- **Requirement**
Each line of the records below that contains "road" needs to be copied.

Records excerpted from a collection
>>
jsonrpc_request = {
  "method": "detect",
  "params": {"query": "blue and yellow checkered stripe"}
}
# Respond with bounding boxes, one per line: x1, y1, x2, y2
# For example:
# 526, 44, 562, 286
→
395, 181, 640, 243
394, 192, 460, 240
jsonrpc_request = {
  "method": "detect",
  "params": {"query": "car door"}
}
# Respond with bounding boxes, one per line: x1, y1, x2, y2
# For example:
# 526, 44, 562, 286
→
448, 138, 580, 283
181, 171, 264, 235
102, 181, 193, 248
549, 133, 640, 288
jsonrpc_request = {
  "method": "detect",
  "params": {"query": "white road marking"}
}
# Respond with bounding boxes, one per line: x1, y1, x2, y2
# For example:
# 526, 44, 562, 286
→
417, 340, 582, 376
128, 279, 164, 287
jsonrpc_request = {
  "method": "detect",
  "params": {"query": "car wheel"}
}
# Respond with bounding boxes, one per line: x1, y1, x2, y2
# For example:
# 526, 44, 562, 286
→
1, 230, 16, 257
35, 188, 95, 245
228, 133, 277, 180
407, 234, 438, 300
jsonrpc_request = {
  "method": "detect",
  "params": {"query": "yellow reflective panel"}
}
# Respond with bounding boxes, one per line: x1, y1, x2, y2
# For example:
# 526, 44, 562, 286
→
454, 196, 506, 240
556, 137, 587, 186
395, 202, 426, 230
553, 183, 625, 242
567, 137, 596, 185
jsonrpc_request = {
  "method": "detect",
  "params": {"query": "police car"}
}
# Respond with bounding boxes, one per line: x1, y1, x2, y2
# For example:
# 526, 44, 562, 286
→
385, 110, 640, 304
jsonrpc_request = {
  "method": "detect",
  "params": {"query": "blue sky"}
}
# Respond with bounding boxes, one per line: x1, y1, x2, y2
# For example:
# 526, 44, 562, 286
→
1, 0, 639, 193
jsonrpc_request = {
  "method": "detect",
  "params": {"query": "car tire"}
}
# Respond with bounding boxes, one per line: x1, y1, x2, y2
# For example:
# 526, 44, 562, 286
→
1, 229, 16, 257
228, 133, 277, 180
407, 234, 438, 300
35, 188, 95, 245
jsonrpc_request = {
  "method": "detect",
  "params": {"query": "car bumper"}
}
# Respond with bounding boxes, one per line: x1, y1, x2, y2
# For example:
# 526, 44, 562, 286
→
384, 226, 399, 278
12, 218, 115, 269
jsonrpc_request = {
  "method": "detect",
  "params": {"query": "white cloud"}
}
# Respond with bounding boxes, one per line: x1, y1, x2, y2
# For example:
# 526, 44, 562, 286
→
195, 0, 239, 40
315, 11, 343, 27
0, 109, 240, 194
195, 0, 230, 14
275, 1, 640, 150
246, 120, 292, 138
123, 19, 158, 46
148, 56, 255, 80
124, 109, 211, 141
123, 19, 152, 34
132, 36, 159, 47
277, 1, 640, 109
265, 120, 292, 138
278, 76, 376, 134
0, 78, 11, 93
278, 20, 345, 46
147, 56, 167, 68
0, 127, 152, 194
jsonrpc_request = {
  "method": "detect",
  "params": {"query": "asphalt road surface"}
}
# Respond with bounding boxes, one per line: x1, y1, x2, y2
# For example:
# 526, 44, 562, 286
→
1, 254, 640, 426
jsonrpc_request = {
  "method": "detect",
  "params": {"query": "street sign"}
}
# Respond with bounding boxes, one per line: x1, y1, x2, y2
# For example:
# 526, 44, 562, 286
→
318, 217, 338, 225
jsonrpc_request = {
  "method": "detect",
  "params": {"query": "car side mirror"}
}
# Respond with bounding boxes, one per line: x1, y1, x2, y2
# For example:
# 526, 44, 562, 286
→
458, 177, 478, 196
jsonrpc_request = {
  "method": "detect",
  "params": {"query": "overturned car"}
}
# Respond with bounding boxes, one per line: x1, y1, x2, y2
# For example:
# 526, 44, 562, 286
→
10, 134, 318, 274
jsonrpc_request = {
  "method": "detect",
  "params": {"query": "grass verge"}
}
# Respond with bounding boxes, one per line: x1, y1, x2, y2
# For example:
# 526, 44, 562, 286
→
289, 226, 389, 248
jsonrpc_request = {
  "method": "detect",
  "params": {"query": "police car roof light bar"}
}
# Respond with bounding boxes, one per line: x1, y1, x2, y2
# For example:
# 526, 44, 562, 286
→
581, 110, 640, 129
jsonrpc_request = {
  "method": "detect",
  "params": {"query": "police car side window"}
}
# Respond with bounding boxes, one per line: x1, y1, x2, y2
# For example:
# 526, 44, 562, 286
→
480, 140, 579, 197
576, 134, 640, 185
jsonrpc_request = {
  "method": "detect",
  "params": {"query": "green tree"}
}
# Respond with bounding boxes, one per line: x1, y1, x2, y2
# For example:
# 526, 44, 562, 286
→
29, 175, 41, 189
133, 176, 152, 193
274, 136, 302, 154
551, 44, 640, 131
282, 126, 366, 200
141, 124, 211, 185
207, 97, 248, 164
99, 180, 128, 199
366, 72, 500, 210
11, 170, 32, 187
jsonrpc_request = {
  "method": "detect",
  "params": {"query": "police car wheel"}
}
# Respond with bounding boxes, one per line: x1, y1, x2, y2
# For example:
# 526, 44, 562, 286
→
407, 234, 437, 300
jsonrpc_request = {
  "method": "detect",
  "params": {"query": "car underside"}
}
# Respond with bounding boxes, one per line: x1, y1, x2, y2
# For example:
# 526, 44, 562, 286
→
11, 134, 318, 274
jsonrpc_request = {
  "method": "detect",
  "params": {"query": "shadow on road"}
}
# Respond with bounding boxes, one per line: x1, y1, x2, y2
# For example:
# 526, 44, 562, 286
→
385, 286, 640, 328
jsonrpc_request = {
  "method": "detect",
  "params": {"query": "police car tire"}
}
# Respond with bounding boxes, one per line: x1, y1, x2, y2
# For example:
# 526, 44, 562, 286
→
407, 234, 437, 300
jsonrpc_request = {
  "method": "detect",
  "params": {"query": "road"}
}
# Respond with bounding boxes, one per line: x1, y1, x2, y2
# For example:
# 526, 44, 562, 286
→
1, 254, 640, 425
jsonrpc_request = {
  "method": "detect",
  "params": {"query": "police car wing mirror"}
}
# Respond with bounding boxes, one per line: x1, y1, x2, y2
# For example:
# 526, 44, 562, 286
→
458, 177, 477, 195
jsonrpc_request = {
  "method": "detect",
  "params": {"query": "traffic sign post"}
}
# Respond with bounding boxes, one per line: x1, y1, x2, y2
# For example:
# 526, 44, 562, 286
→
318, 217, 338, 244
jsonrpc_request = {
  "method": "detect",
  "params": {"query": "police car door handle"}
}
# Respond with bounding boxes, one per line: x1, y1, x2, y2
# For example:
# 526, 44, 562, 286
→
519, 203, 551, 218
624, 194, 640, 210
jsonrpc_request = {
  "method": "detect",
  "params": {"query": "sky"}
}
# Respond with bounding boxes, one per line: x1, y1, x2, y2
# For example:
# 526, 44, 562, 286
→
<<
- **Result of the exercise**
  "params": {"query": "white road marking"}
  "params": {"query": "asphalt road surface"}
  "params": {"query": "shadow on road"}
  "params": {"query": "road"}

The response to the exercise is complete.